Set down every entry again, exactly as it appears.

Data for processing:
────────

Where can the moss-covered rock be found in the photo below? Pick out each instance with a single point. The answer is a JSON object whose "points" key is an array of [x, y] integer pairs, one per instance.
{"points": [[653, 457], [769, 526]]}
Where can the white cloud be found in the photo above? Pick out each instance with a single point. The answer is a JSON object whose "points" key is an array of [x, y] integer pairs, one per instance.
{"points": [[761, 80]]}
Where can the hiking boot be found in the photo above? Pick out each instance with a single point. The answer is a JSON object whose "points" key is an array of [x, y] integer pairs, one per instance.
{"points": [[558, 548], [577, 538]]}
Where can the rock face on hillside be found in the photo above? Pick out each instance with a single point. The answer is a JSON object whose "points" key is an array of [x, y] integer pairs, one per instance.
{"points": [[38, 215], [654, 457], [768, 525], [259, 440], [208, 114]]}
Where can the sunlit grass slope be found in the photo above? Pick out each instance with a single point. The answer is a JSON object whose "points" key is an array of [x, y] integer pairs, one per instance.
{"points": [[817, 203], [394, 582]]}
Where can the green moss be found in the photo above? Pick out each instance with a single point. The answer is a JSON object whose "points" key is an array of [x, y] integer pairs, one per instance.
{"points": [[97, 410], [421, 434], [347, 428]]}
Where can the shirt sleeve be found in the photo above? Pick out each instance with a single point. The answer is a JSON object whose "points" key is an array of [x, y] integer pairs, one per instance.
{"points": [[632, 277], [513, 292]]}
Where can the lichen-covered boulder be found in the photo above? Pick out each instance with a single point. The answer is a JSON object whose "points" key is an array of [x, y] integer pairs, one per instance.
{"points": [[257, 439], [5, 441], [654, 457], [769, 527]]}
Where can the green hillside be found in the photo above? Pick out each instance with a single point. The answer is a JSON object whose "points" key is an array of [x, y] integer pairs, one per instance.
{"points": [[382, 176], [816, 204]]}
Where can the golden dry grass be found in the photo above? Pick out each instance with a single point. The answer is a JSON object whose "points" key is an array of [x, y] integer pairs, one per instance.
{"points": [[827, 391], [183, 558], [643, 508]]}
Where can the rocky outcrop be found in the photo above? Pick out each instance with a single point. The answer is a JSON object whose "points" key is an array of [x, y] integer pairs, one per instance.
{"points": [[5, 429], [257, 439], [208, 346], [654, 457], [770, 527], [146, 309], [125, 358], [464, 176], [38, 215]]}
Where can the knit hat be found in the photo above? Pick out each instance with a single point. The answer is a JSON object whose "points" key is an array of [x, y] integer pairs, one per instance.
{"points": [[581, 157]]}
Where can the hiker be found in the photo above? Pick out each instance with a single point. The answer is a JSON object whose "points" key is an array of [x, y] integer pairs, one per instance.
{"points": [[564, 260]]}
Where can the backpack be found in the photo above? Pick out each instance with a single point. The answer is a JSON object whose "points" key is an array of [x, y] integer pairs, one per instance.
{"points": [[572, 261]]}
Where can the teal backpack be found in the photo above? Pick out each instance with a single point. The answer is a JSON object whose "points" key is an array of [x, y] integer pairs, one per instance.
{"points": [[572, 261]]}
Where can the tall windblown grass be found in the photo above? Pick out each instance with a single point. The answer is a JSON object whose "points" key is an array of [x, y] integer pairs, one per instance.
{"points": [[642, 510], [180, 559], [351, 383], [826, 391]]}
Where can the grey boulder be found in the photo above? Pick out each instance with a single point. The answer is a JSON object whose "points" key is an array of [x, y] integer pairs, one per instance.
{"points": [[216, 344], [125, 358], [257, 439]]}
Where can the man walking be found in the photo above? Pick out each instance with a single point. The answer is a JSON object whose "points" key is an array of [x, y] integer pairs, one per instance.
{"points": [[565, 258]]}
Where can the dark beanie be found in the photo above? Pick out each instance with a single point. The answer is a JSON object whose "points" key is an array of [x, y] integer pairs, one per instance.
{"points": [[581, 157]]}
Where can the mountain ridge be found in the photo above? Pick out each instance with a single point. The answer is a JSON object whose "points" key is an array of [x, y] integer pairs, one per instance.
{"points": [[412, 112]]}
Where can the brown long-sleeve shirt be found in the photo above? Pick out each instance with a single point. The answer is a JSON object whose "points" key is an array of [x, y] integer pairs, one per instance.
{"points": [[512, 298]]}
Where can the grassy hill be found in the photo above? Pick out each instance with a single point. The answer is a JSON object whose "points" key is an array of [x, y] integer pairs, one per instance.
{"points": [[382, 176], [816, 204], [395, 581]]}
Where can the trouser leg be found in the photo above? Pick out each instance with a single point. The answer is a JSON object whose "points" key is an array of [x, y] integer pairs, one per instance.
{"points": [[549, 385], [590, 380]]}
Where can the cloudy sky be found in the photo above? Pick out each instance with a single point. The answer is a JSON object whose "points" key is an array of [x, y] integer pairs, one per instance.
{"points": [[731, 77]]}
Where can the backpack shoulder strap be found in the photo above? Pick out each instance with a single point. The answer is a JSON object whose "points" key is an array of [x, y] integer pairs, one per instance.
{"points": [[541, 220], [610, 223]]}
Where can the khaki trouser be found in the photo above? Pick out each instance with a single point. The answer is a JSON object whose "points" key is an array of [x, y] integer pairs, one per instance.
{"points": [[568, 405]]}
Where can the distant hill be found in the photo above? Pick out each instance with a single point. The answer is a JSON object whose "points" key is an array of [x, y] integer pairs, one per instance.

────────

Exercise solution:
Where can the moss-covered rock be found in the photo below? Pick out each instance with a single point. The answer is a JSON object whose "points" key is an array of [x, y] integer pairs, one per instance.
{"points": [[653, 457], [769, 526]]}
Where can the white cloud be found in the photo above? Pick out each instance with a single point. The answer is a JSON object whose "points" key is an array of [x, y] integer pairs, one per instance.
{"points": [[761, 80]]}
Where can the hiking boot be found in the photo above? Pick out each instance with a single point. The answer is a JSON object whose "points" key is an array of [x, y] integer pairs, one per instance.
{"points": [[558, 548], [577, 538]]}
Where can the rock face on hillside be found in the photo above? Pick out each instance with a single point. The answer is a JSON object whose "points" key is an array of [x, y] integer pairs, one per instance.
{"points": [[38, 215], [654, 457], [768, 525], [259, 440], [208, 114]]}
Where can the sunlit grass slope be found in the photo above? Pick out each instance with a single point. The answer is a JSON object whose "points" key is an array of [x, y] integer pairs, one per instance.
{"points": [[817, 203], [394, 582]]}
Where can the green moss be found in the photo above? Pick out each instance with a single point. The answer is a JSON object whose "points" key is an array of [x, y] integer pairs, one per instance.
{"points": [[97, 410], [421, 434], [347, 428]]}
Where can the shirt sleeve be found in the photo above? Pick out each instance with a single point. The answer is a JSON object whose "points" key is an array of [x, y] integer pairs, one per instance.
{"points": [[632, 277], [513, 292]]}
Where can the lichen-covered boulder be found in the photo above? Pick out each instance with a single point. The answer is a JSON object whose "points" key is an array of [x, y] integer pairs, one per instance.
{"points": [[257, 439], [5, 441], [654, 457], [769, 527]]}
Where can the green hillside be found in the photo above? Pick out each instance with a single point. The answer is a JSON object whose "points" key is an array of [x, y] integer pairs, one per instance.
{"points": [[382, 176], [816, 204]]}
Where can the golden dry grass be found in the photo above? Pick out each instance with a single point. The answer is a JSON object whose "points" key is an array of [x, y] integer pairs, one per instance.
{"points": [[827, 391], [183, 558], [643, 508]]}
Where can the rocky outcrop be found in the photo above? Pick out each instance with a single point. The answer is a JSON object whose "points" key is an array of [x, y] integer pairs, one per instance.
{"points": [[5, 429], [257, 439], [208, 346], [654, 457], [770, 527], [146, 309], [125, 358], [464, 176], [38, 215]]}
Where can the knit hat be found in the photo above? Pick out each instance with a single point. The answer is a JSON object whose "points" key is an array of [x, y] integer pairs, one per instance.
{"points": [[581, 157]]}
Where can the hiker be found in the photo above? Pick out each instance with a single point. The answer is a JSON object whose "points" key is an array of [x, y] integer pairs, one per instance.
{"points": [[564, 260]]}
Where can the backpack be found in the photo above? Pick out each instance with a single point. The answer is a JSON object whose "points" key is an array of [x, y] integer pairs, one per instance.
{"points": [[572, 261]]}
Where can the teal backpack be found in the photo above? Pick out each instance with a single point. The answer is a JSON object whose "points" key is an array of [x, y] integer pairs, one per instance.
{"points": [[572, 261]]}
Where can the tall windblown grass be found in the photo above? Pick out each instance with a single point. The answer is a JSON object whose "points" key is an array of [x, y] integer pairs, one per instance.
{"points": [[642, 510], [180, 559], [351, 383], [826, 391]]}
Where can the grey boulder be found in the photo above? Pick out each instance with a single point. The answer is a JSON object whose "points" key is an array of [x, y] integer pairs, one per instance.
{"points": [[216, 344], [125, 358], [257, 439]]}
Where can the man walking be found in the photo above? Pick out each instance with a single point. The answer is a JSON object whose "points" key is an array of [x, y] integer pairs, one per instance.
{"points": [[565, 258]]}
Where can the dark beanie be found in the photo above? Pick out each instance with a single point. The answer is a JSON object whose "points" key is an array of [x, y] integer pairs, one per instance.
{"points": [[581, 157]]}
Where can the mountain ridge be found in the photo above? Pick out each instance with a single point. The answer is a JSON object whose "points" key is an array of [x, y] integer pairs, one per instance.
{"points": [[412, 112]]}
Where can the brown long-sleeve shirt be found in the photo above? Pick out each instance with a single point. The answer is a JSON object whose "points" key is an array of [x, y] integer pairs, one per instance.
{"points": [[512, 298]]}
Where can the grassy hill be found in the photo above? Pick out each instance with a single point. The answer is a JSON object whose "points" key is an array of [x, y] integer pairs, one per instance.
{"points": [[382, 176], [816, 204], [395, 581]]}
Where can the trouser leg be found in the photo above? Pick out each instance with a single point. The answer is a JSON object whose "points" key is an array of [x, y] integer pairs, one per instance.
{"points": [[549, 385], [590, 380]]}
Where can the cloudy sky be found in the photo above? Pick out each instance with a single point. The answer is a JSON object whose "points" key is an array of [x, y] integer pairs, one per instance.
{"points": [[731, 77]]}
Where can the backpack shoulder strap be found in the photo above? Pick out each instance with a single point. The answer is a JSON object whose "points" key is an array of [x, y] integer pairs, one per instance.
{"points": [[541, 220], [610, 223]]}
Where can the khaki trouser be found in the photo above? Pick out each instance with a single point. The answer is a JSON object whose "points" key is an array of [x, y] integer pairs, one per instance.
{"points": [[568, 405]]}
Where can the distant hill be found in the photo above? Pick out each instance with a single point. The answer is a JSON object whose "points" key is an array of [x, y] integer pairs, one per instance.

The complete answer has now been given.